**What to work on:** Only an exact copy of the lines beginning at the one that contains "Each instance receives one keypoint. Mark the pizza" and ending at the last line of the records below counts as the answer.

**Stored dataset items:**
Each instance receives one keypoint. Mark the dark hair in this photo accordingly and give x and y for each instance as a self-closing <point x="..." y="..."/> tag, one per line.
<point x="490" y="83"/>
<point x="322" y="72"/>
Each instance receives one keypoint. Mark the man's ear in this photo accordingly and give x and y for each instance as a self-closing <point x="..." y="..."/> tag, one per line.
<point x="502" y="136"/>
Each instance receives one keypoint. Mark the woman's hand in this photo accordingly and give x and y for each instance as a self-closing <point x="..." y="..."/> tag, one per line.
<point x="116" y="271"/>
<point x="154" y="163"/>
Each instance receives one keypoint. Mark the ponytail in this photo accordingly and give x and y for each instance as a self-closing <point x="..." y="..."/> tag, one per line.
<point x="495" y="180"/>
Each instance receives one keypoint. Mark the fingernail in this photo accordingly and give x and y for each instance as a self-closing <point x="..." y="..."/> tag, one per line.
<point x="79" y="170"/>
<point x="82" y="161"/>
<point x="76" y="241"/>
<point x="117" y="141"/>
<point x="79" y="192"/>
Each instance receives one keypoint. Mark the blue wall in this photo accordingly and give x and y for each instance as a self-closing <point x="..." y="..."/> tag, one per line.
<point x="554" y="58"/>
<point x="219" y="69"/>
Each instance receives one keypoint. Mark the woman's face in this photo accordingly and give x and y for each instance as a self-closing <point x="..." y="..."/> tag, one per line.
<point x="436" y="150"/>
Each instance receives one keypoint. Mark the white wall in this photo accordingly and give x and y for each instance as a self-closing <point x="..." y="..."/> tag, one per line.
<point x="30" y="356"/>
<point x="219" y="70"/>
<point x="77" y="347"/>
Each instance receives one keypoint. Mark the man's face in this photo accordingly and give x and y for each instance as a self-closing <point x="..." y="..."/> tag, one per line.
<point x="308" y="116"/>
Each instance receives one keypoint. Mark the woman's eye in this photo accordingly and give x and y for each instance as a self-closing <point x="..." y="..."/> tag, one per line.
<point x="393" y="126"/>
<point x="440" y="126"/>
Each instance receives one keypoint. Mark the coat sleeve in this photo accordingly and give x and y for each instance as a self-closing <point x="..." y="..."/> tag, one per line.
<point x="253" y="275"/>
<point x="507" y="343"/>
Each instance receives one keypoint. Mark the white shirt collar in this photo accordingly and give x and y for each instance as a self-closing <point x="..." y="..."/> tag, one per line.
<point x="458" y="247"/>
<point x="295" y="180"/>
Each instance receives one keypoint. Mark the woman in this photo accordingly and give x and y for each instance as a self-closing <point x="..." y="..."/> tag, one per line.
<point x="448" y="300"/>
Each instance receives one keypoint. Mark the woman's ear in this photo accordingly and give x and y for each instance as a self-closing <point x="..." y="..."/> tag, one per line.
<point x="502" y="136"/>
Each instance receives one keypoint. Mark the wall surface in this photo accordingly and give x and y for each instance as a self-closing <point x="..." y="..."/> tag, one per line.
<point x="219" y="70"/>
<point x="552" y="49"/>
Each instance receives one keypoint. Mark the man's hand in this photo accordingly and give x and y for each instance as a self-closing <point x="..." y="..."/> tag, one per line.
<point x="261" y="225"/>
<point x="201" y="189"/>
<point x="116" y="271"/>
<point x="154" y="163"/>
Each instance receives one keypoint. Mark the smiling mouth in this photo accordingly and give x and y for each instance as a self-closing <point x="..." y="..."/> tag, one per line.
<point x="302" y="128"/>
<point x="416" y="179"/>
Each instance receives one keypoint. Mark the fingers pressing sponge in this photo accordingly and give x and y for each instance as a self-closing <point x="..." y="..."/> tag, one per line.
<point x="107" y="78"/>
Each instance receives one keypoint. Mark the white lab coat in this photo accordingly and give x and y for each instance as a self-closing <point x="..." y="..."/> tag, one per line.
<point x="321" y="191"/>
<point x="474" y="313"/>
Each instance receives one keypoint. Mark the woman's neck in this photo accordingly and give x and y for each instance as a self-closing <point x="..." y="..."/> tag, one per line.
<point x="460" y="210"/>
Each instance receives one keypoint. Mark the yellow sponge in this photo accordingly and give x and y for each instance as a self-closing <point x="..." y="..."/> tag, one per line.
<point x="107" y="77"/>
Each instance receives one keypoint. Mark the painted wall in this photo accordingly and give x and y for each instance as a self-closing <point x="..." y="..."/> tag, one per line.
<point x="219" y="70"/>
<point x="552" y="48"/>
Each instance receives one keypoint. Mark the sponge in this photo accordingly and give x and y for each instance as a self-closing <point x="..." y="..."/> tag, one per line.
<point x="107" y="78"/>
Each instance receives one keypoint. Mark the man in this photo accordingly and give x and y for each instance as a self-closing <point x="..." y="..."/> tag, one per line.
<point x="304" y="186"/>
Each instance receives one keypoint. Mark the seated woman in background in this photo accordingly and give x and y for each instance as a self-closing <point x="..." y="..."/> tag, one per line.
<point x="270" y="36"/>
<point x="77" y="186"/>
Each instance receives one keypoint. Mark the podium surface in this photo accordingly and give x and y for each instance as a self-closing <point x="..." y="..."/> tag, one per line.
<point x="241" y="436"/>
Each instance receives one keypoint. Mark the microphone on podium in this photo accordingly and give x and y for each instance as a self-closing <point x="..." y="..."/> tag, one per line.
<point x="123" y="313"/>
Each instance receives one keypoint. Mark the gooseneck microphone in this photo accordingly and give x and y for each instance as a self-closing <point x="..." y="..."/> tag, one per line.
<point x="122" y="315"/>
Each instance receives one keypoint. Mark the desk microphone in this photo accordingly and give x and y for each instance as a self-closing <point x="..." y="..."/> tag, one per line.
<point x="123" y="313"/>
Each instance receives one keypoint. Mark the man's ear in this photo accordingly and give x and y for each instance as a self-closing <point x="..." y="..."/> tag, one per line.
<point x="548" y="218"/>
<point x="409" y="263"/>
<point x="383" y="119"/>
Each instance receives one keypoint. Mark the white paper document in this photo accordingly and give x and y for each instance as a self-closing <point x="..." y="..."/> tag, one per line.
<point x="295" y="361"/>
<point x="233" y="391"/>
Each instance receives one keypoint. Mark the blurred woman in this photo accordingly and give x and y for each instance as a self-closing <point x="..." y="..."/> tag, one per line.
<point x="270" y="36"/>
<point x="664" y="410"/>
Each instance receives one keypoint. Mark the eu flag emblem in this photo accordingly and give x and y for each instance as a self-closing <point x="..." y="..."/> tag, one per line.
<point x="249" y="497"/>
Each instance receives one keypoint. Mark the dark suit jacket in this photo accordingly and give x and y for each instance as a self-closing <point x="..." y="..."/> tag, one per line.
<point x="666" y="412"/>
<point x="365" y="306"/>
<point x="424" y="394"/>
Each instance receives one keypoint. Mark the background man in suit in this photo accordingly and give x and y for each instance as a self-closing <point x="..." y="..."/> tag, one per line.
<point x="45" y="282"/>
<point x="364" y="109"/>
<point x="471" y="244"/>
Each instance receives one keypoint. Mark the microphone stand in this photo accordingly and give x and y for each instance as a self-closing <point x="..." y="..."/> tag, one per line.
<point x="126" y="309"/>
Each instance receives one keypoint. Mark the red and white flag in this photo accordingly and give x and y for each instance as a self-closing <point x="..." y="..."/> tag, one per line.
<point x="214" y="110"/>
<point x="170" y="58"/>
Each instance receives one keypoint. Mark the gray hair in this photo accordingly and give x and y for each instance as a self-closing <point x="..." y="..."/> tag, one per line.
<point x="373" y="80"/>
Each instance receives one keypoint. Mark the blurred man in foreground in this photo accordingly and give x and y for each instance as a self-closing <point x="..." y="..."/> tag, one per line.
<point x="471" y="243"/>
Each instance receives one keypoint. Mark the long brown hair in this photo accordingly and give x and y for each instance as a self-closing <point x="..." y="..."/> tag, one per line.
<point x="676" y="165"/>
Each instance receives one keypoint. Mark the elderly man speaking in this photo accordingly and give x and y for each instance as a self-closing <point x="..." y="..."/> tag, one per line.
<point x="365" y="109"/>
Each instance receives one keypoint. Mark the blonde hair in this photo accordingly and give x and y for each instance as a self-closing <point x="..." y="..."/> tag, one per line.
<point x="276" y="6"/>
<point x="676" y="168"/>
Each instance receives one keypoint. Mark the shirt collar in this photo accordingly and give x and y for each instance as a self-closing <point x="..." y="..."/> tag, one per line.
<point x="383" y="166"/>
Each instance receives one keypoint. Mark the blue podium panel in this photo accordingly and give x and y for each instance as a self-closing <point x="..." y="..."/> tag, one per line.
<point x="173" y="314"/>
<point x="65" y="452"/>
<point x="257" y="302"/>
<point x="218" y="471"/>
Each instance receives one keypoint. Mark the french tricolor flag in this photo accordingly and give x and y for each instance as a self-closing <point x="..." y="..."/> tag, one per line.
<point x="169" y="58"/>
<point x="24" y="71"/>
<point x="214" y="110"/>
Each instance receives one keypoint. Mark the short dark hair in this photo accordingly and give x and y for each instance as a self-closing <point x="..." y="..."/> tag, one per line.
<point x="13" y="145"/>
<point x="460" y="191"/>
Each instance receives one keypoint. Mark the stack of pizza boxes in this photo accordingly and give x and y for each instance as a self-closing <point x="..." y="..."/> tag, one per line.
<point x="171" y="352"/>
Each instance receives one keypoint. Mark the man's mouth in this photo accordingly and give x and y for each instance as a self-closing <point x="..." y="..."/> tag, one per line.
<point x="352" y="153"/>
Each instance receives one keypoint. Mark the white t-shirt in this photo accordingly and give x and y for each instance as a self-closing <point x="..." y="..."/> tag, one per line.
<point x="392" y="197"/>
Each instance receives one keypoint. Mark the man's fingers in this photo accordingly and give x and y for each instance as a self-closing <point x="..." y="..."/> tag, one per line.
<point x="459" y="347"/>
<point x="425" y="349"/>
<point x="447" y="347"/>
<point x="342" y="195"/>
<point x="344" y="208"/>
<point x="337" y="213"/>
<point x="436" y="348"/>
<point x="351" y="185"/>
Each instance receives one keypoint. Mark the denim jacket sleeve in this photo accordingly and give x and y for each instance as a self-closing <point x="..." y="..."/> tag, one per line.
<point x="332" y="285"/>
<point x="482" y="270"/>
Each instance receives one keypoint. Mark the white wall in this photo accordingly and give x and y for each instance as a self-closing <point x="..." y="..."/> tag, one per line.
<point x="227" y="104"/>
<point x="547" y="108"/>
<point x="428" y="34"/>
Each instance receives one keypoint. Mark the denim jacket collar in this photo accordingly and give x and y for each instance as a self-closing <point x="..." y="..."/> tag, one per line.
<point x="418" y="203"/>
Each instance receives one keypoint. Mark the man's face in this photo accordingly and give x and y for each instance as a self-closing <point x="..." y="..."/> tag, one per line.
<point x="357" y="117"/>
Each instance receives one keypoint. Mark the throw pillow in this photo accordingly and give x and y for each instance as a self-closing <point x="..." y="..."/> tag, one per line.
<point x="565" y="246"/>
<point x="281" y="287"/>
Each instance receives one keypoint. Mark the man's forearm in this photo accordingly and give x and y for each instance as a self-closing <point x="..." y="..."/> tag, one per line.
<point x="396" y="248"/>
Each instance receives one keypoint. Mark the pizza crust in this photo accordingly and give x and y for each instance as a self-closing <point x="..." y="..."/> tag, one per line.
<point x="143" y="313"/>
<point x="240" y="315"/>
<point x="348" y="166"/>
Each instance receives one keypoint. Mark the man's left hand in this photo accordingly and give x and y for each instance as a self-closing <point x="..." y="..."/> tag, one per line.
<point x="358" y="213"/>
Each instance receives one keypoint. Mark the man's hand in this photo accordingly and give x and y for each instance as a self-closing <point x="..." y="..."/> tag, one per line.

**Reply:**
Each instance receives one keypoint. Mark the pizza crust in this photo accordingly and give x and y for each instance as a self-closing <point x="..." y="..."/> tag, one per line.
<point x="143" y="313"/>
<point x="240" y="315"/>
<point x="348" y="166"/>
Each instance receives one keypoint. Mark the man's left hand in this photo accordingly and give x and y for each instance as a self-closing <point x="..." y="..."/> tag, one per line.
<point x="358" y="213"/>
Each instance receives one keypoint. Mark the man's hand in this photo accordingly and give x and y for each instance as a self-closing <point x="..." y="..."/> tag, one per line.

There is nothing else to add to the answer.